--- Data shown ---
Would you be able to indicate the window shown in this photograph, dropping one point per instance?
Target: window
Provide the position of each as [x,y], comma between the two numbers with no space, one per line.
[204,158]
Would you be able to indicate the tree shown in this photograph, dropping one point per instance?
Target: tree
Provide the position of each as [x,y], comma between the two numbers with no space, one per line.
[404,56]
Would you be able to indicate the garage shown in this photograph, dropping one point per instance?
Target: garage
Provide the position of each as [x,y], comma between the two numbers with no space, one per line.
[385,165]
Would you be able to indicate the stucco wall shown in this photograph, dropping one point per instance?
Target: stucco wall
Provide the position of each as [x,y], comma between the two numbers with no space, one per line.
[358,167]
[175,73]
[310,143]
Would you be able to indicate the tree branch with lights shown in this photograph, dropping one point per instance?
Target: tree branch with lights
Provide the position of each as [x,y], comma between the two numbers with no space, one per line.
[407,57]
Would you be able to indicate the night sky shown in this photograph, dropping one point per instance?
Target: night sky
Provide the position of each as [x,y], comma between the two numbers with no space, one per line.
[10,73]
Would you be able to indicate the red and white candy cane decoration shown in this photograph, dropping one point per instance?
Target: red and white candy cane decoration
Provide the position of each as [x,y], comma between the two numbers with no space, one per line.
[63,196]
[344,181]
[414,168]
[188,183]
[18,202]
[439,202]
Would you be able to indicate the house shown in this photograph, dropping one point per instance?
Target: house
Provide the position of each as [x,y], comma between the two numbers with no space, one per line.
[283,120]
---
Can you reproduce the records starting at the line that contains "Would you be able to indicate the red" and ending at the last line of the records, requests included, but with every coordinate in the answers multiplied by 1.7? Round each result to a whole number, with halves rounded up.

• [Solution to the exercise]
Would you be able to indicate the red and white candy cane decoration shown in this photograph, dropping one point per instance?
Target: red and white candy cane decoration
Provide the position of each as [x,y], comma between the two numbers with no space, one per line.
[107,333]
[585,308]
[704,286]
[320,311]
[31,343]
[746,343]
Would you be able to indicate the house shown in this photograph, dropping one point per instance?
Target: house
Provide the position of each as [x,y], comma between the two numbers with no space, one per line.
[481,204]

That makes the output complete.